Brent Crude Oil Sustains Upsurge Despite Rising US Inventories

Brent crude oil, against which Nigerian oil is priced, sustained its upsurge at $43 per barrel on Wednesday during the London trading session despite a report showing a build-up in the U.S. crude inventories in the week ended July 3, 2020.

Brent crude oil

According to the U.S Energy Information Administration (EIA) report released on Tuesday, crude oil production in the U.S is expected to decline by just 70,000 barrels per day from the 670,000 bpd previously predicted to 600,000 bpd.

While this was below the projected decline, it also points to a build-up in U.S stockpiles and suggested that oil production from the world’s largest economy may not decline as previously projected in 2020.

“The EIA’s forecast of a lower decline in U.S. output was partially offset by its outlook for firm demand recovery, which limited losses in oil markets,” Hiroyuki Kikukawa, general manager of research at Nissan Securities said.

▸ MATERIAL SUPPLIED

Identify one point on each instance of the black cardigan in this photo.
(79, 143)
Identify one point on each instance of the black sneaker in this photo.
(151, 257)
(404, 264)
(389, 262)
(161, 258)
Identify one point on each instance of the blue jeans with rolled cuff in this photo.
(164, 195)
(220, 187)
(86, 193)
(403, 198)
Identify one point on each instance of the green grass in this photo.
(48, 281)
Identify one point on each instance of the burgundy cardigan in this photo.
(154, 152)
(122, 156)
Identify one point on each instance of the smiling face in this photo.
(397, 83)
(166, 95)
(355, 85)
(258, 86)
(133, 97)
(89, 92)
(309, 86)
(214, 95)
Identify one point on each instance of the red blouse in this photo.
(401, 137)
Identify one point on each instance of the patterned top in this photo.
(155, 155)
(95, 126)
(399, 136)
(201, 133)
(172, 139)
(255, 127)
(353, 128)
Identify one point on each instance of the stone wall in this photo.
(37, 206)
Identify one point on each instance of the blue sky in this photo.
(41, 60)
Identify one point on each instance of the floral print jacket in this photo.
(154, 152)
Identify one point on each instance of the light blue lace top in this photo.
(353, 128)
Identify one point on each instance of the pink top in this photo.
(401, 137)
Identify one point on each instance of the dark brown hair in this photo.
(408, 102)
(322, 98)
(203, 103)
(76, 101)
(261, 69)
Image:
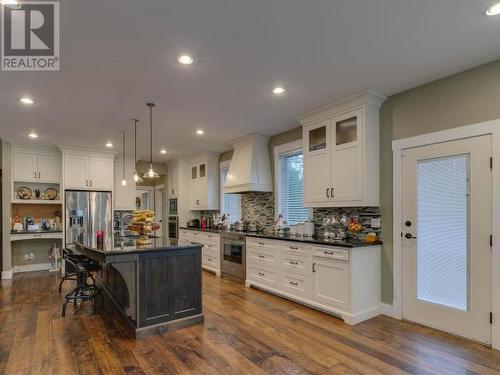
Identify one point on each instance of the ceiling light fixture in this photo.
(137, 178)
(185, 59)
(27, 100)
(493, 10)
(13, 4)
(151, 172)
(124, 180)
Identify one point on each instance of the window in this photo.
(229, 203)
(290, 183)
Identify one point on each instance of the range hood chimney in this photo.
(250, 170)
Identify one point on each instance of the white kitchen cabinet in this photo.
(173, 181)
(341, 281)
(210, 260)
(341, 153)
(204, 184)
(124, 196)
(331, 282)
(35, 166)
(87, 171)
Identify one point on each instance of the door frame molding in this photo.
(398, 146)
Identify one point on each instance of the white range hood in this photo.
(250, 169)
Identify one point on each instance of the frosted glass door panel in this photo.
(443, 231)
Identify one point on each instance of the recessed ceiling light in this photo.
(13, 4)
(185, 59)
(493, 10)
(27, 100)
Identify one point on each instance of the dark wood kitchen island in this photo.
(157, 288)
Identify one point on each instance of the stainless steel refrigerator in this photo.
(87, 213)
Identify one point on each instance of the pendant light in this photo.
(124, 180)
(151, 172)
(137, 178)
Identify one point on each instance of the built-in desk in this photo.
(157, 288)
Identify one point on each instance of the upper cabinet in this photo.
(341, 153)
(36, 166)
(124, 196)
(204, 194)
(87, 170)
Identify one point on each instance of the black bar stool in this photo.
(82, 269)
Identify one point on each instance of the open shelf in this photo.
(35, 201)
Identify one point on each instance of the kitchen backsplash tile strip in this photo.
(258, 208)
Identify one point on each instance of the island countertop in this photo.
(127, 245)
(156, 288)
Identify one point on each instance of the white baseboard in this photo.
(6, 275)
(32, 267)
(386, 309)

▸ WORK TO BE COMPLETED
Rewrite the Brent crude article from "Brent Crude Oil Sustains" up to and including "projected in 2020.", putting "New York" in place of "London".

▸ SOLVED PROBLEM
Brent Crude Oil Sustains Upsurge Despite Rising US Inventories

Brent crude oil, against which Nigerian oil is priced, sustained its upsurge at $43 per barrel on Wednesday during the New York trading session despite a report showing a build-up in the U.S. crude inventories in the week ended July 3, 2020.

Brent crude oil

According to the U.S Energy Information Administration (EIA) report released on Tuesday, crude oil production in the U.S is expected to decline by just 70,000 barrels per day from the 670,000 bpd previously predicted to 600,000 bpd.

While this was below the projected decline, it also points to a build-up in U.S stockpiles and suggested that oil production from the world’s largest economy may not decline as previously projected in 2020.